### ASSIGNMENT
Leaving out the pictures, please reproduce exactly and only the lines from the one that contains "man in dark" through the last line below.

....

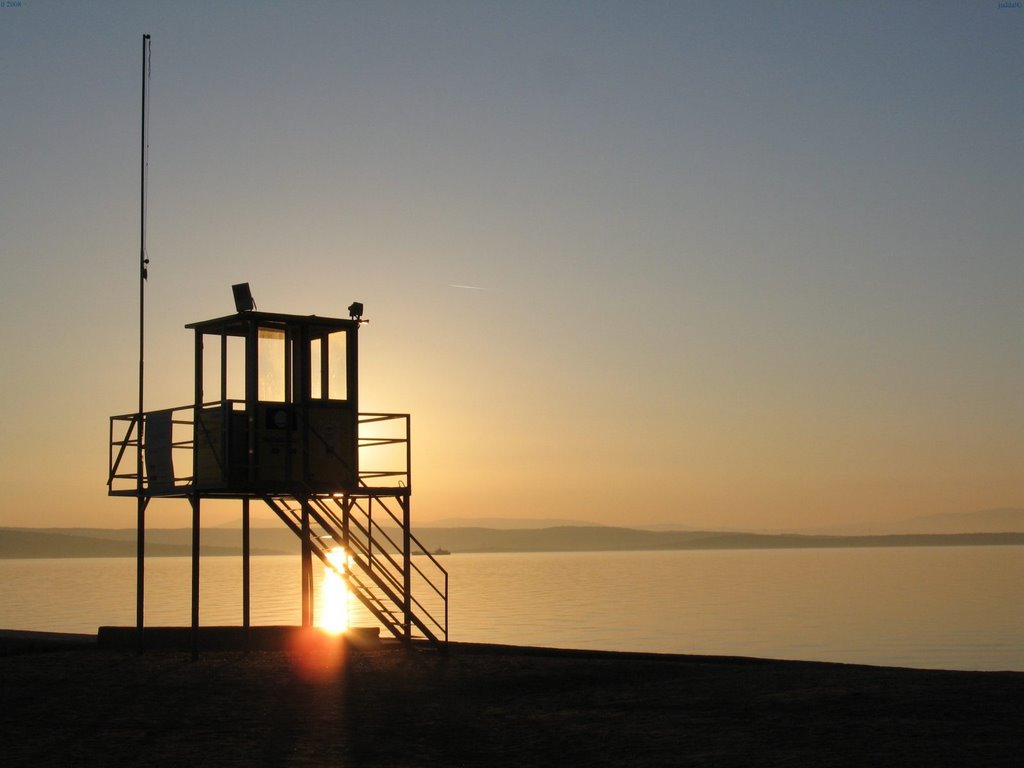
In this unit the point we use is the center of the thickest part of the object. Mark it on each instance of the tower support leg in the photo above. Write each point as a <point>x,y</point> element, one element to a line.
<point>143,502</point>
<point>195,501</point>
<point>307,568</point>
<point>246,595</point>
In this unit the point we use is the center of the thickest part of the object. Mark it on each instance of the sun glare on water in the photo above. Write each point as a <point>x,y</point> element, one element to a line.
<point>334,594</point>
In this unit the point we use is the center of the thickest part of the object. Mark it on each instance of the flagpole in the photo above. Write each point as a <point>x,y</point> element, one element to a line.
<point>139,425</point>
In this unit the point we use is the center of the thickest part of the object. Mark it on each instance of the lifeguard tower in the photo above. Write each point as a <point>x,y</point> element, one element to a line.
<point>275,420</point>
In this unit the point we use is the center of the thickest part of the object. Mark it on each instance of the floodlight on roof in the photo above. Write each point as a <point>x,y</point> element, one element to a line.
<point>243,298</point>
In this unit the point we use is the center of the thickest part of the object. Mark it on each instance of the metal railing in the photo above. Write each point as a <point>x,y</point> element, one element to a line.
<point>383,448</point>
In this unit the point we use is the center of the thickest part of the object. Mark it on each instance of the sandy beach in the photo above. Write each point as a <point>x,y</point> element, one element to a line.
<point>322,702</point>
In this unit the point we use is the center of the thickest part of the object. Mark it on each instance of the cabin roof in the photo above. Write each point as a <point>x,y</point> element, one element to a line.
<point>241,323</point>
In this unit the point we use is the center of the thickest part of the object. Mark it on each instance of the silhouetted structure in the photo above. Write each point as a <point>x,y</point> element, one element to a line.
<point>275,420</point>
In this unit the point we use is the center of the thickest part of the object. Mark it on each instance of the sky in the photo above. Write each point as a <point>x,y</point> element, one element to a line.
<point>751,265</point>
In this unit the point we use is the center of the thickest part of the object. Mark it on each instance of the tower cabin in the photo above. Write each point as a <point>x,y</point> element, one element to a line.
<point>275,420</point>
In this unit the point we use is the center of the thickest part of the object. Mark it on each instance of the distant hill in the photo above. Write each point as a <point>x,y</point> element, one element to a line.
<point>1003,520</point>
<point>504,523</point>
<point>25,543</point>
<point>582,539</point>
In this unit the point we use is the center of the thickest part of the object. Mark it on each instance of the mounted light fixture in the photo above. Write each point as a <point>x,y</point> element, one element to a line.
<point>243,298</point>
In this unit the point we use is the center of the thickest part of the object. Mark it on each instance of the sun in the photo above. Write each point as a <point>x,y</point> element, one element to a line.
<point>335,596</point>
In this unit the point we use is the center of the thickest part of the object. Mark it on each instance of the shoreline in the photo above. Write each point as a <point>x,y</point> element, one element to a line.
<point>333,704</point>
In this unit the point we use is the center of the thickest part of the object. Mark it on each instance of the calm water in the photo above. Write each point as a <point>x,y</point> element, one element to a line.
<point>954,607</point>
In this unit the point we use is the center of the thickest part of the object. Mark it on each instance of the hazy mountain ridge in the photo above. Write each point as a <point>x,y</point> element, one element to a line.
<point>36,543</point>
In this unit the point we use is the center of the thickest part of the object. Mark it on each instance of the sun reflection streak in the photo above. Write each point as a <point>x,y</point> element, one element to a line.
<point>335,597</point>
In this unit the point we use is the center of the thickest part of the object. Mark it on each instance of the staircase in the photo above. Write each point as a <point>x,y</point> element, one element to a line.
<point>387,569</point>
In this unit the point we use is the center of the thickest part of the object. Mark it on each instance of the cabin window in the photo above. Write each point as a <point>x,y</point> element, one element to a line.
<point>271,365</point>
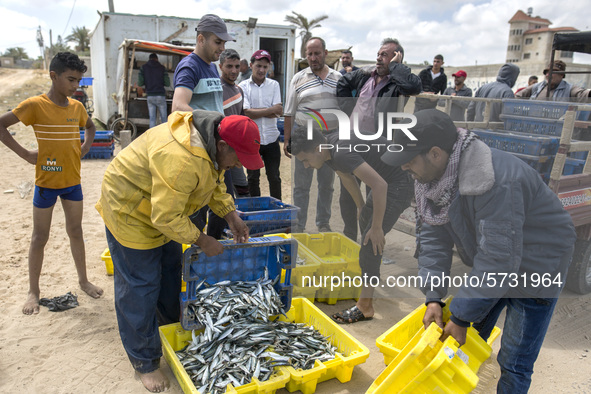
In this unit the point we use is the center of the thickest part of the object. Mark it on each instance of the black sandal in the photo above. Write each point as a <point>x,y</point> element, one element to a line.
<point>349,316</point>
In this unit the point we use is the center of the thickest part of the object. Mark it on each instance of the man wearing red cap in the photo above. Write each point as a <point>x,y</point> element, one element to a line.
<point>262,103</point>
<point>148,193</point>
<point>458,108</point>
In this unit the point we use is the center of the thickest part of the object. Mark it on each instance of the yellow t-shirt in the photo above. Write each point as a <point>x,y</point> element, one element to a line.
<point>57,130</point>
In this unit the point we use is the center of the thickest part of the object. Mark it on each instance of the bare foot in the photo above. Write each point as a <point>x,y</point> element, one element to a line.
<point>91,290</point>
<point>155,381</point>
<point>31,306</point>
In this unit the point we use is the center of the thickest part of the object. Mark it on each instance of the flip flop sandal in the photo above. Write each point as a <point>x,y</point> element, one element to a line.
<point>349,316</point>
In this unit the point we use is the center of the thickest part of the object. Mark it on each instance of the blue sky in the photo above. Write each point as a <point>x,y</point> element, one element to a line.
<point>465,32</point>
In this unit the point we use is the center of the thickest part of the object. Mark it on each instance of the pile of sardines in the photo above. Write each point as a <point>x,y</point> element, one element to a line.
<point>240,342</point>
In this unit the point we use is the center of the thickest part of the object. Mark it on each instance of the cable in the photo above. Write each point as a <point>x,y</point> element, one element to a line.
<point>68,22</point>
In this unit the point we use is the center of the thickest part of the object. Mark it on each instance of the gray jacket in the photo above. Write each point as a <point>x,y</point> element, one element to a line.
<point>505,223</point>
<point>501,88</point>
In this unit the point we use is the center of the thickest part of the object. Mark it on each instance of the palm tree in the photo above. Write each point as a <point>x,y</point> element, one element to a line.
<point>302,23</point>
<point>80,37</point>
<point>18,53</point>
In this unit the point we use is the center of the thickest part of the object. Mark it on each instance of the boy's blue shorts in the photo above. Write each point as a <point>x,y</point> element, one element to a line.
<point>45,198</point>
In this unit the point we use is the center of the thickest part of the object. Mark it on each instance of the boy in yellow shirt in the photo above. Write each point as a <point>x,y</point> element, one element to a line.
<point>56,120</point>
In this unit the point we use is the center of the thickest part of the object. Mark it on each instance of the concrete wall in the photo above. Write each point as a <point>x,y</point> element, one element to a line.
<point>480,75</point>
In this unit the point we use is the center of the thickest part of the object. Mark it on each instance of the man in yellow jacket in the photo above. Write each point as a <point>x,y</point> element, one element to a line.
<point>148,193</point>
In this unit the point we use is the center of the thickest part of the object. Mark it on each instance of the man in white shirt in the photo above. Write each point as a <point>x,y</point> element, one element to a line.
<point>262,103</point>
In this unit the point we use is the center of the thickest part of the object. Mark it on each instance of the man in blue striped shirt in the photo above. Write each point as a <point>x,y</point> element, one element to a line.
<point>312,88</point>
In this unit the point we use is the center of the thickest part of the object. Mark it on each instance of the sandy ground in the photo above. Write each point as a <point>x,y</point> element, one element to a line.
<point>79,351</point>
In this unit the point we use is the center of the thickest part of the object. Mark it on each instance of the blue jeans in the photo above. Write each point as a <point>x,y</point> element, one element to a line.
<point>301,192</point>
<point>157,103</point>
<point>147,287</point>
<point>526,323</point>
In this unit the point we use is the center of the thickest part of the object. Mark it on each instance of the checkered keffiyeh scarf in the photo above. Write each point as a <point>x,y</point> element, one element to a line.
<point>434,199</point>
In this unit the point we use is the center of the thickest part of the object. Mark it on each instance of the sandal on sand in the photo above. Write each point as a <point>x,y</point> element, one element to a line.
<point>351,315</point>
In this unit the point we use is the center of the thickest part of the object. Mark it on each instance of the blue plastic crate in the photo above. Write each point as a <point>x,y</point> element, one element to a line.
<point>98,155</point>
<point>86,81</point>
<point>542,164</point>
<point>524,124</point>
<point>100,152</point>
<point>258,228</point>
<point>100,135</point>
<point>529,144</point>
<point>573,166</point>
<point>265,208</point>
<point>535,108</point>
<point>245,262</point>
<point>578,155</point>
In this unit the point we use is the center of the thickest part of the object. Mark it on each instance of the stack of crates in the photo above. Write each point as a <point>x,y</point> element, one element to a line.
<point>248,262</point>
<point>417,361</point>
<point>103,145</point>
<point>542,122</point>
<point>265,215</point>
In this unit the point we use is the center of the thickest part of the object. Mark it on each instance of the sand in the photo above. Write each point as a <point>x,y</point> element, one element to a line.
<point>79,350</point>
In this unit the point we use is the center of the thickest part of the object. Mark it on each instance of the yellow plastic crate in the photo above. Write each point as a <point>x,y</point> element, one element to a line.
<point>106,257</point>
<point>175,338</point>
<point>304,292</point>
<point>351,352</point>
<point>427,365</point>
<point>396,338</point>
<point>333,249</point>
<point>340,257</point>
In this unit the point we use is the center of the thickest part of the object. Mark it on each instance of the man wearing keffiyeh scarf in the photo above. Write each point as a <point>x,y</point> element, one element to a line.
<point>434,198</point>
<point>496,211</point>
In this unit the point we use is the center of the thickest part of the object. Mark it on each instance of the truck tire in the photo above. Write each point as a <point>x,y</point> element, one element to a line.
<point>120,124</point>
<point>578,278</point>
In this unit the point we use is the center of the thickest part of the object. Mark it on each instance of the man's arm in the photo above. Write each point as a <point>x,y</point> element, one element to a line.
<point>272,112</point>
<point>379,191</point>
<point>287,135</point>
<point>88,137</point>
<point>181,99</point>
<point>581,94</point>
<point>525,93</point>
<point>408,83</point>
<point>347,88</point>
<point>7,120</point>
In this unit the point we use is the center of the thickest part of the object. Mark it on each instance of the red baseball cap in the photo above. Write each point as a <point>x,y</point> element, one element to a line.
<point>242,134</point>
<point>262,54</point>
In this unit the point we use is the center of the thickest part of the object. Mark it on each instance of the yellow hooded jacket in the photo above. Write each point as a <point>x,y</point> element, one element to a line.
<point>152,187</point>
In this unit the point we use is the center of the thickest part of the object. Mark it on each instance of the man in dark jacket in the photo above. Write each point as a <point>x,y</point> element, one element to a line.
<point>496,210</point>
<point>154,76</point>
<point>434,81</point>
<point>371,94</point>
<point>501,88</point>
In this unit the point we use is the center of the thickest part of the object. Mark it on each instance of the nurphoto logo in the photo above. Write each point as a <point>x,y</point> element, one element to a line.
<point>345,125</point>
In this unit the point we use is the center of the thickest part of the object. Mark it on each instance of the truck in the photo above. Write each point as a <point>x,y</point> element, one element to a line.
<point>529,129</point>
<point>114,28</point>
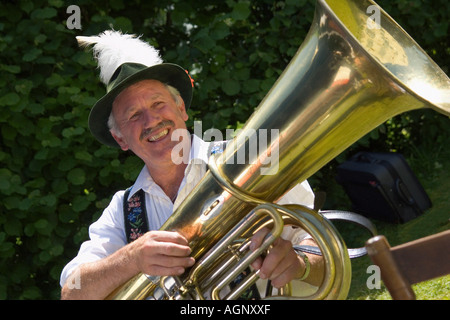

....

### ANSWER SECTION
In this unit the point we use is the center of the thickest part of the object. Mark it on each instance of the man in dark jacket in the photo above. Write each point as a <point>x,y</point> element, one element to a line.
<point>496,210</point>
<point>154,76</point>
<point>434,81</point>
<point>371,94</point>
<point>501,88</point>
In this unit the point we use is the center of the thickest part of the object. Mark it on each instance of the nurphoto logo in the photo above. Write each point as a <point>x,y</point> element, one element to a line.
<point>345,125</point>
In this unit the point we use is the center of the thickest part of the object. Mark it on each instance of the truck in the photo above. Write each point as a <point>x,y</point> element, one element to a line.
<point>529,129</point>
<point>114,28</point>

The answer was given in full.